# DATA ENTRIES start

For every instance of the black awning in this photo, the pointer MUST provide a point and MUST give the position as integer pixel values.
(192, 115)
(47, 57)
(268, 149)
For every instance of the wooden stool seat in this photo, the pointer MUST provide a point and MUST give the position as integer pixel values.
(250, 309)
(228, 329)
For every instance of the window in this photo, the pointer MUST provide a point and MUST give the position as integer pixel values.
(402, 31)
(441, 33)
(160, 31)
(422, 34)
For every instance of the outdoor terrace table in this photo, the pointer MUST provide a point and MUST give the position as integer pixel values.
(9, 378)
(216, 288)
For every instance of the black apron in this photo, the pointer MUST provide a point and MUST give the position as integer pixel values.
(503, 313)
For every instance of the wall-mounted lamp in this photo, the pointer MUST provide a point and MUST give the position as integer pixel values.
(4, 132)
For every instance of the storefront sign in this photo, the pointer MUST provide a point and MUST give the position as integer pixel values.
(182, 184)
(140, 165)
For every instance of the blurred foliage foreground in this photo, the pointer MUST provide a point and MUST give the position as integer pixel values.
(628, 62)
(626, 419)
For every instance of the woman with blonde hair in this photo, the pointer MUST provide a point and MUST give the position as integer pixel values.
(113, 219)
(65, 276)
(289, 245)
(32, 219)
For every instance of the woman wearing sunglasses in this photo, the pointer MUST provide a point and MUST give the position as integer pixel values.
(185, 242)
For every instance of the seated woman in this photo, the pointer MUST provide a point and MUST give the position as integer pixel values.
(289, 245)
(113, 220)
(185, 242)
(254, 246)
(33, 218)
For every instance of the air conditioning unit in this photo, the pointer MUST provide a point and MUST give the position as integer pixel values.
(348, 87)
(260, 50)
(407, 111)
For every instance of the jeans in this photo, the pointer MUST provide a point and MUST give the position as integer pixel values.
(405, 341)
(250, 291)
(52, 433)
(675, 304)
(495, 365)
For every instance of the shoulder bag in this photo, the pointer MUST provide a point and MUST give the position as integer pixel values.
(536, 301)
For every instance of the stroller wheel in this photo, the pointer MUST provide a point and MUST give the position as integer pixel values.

# DATA ENTRIES end

Return the listing above word for word, every line in its original order and unchanged.

For every instance of the black awning in this photo, the pointer MUST provide a point and MUST give the position as integer pixel values.
(192, 115)
(47, 57)
(268, 149)
For every instance of the wooden stool seat in this photo, the pointer MUST provide a point and MUST give the position as integer pixel values.
(250, 309)
(228, 329)
For every instance of the window in this photo, the pointer MUST provide a point and MUST give the position as integer pixel values.
(402, 31)
(441, 33)
(160, 31)
(422, 34)
For every instance of the outdoor terrace table in this photo, the pointer MUST provide a point and MUST give the position as integer pixel values.
(9, 378)
(216, 288)
For every instance of the black apron in this photo, the pointer MUST provide a point and MUST give the position as integer pixel values.
(503, 313)
For every instance of the wall-mounted lamp in this photo, the pointer MUST provide a point and MUST give the position as integer pixel values.
(4, 132)
For every instance of the storefront sign in this photo, the pointer MUST provide a point and MUST give the position as integer pixel values.
(182, 184)
(140, 165)
For every instance of the blurred foliage foreground in this photo, the pointer MUST provide a point and MUST give the position as integer pixel values.
(628, 62)
(626, 419)
For every instance of the woman with blonde hair in this photo, the pointer MUST provide a point and MUST give the position as integer pixel values.
(113, 219)
(65, 276)
(289, 245)
(32, 219)
For every instance of the woman wearing sunglasses in this photo, the pointer MUST provide a point and MUST give the position as integer pixel values.
(185, 242)
For every instance of the seated woman in this photo, the pointer MUST provide a point and MUST give the position as integer pixel values.
(289, 245)
(113, 220)
(185, 242)
(254, 246)
(33, 218)
For every instance of the air conditioning unit in this photo, the pointer MUST provide a point and MUST give the position as integer pixel values.
(348, 87)
(260, 50)
(407, 111)
For every instance of the jeans in this photo, the pointer MUST provide a point and MUST give the position as integer pixel values.
(405, 341)
(250, 291)
(52, 433)
(675, 304)
(495, 365)
For every instance of the shoulder bag in this photo, the pointer MUST provide a point and MUST give the position as integer pixel values.
(536, 301)
For every instance of the stroller wheel in this photo, the pointer MUST provide a point and MUST give the position as integer pixel values.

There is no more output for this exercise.